> [STATED PROBLEM]: Repeat the following entries word for word, covering only the stretch from the line containing "Could you provide the mask of every instance of the suv" through the line containing "104L133 96L129 95L126", with both of those lines included.

Begin ENTRIES SHOWN

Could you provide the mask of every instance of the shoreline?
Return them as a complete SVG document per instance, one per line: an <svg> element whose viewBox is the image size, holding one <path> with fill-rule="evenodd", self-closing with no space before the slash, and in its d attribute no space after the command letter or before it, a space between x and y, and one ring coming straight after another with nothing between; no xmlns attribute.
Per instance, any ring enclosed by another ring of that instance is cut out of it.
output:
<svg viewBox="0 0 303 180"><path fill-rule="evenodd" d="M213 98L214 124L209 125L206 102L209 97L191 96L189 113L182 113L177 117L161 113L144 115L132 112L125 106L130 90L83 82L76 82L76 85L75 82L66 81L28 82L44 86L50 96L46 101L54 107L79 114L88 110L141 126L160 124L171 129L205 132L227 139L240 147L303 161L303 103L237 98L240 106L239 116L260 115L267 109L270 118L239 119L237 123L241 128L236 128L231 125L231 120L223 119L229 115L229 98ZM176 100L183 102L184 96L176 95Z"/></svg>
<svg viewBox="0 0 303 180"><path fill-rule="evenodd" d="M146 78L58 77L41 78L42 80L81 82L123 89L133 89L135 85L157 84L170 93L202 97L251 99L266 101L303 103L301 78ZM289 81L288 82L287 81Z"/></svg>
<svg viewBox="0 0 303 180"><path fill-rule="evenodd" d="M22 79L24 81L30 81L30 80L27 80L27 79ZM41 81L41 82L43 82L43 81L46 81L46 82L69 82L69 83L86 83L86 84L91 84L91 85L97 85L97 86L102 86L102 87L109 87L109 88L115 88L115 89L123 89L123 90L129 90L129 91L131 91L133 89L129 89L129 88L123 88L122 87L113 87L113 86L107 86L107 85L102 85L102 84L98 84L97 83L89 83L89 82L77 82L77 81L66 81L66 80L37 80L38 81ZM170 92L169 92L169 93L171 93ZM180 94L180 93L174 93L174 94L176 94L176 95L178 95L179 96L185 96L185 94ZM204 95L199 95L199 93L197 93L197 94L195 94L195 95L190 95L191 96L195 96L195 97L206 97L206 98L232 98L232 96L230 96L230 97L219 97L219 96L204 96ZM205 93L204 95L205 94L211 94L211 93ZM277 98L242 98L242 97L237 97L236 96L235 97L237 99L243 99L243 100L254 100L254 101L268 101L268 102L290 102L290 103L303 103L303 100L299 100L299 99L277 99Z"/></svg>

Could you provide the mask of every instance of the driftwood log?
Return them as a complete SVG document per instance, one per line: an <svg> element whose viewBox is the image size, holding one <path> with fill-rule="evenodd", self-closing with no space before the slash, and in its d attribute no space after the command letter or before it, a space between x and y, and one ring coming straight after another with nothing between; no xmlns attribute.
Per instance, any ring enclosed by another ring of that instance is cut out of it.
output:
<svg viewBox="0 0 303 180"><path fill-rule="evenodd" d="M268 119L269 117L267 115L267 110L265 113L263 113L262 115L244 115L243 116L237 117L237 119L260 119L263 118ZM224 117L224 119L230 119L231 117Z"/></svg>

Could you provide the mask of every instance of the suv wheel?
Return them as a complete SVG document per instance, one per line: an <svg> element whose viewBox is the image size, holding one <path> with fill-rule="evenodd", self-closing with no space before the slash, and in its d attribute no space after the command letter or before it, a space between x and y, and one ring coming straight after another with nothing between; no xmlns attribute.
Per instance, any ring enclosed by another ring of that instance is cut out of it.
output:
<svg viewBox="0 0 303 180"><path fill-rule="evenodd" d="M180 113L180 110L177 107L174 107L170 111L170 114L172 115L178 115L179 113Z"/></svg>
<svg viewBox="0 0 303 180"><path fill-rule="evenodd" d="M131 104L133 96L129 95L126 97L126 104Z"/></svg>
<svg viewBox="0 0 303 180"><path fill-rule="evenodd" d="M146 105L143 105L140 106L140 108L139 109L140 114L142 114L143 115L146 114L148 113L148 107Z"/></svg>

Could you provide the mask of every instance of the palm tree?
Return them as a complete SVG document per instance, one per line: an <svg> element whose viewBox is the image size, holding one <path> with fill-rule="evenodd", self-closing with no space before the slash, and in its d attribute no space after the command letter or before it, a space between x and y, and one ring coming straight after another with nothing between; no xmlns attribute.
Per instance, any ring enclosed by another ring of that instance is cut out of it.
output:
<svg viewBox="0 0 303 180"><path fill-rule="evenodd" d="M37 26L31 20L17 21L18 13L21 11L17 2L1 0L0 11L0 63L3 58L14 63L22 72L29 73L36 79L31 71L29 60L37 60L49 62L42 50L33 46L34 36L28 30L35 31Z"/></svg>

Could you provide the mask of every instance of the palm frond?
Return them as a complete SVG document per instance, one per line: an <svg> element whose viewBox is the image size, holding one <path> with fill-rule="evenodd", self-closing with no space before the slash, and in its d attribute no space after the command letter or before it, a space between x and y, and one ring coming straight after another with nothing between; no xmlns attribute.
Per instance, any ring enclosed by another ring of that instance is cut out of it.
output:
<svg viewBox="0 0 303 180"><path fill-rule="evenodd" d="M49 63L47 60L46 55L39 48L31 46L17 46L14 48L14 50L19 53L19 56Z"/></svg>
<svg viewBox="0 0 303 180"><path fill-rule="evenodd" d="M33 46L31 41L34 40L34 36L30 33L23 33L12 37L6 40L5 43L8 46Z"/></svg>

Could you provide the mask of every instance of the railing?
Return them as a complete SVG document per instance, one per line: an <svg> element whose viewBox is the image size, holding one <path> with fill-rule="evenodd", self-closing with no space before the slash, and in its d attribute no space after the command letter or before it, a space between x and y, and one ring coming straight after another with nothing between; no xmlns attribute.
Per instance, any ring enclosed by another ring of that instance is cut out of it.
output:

End ENTRIES SHOWN

> [RESULT FOR THIS EXERCISE]:
Could you provide the mask of every instance of the suv wheel?
Return them as a complete SVG document per instance, one per line: an <svg> element whose viewBox is the image size, holding one <path> with fill-rule="evenodd", self-closing with no space before the slash, and in its d attribute no space after the command letter or before it, a space between x and y, and one ring coming straight after another with nothing between; no xmlns attribute.
Per instance, any ring enclosed by another ring of that instance is cut out of it.
output:
<svg viewBox="0 0 303 180"><path fill-rule="evenodd" d="M180 113L180 110L177 107L174 107L170 111L170 114L172 115L178 115L179 113Z"/></svg>
<svg viewBox="0 0 303 180"><path fill-rule="evenodd" d="M131 104L133 96L129 95L126 97L126 104Z"/></svg>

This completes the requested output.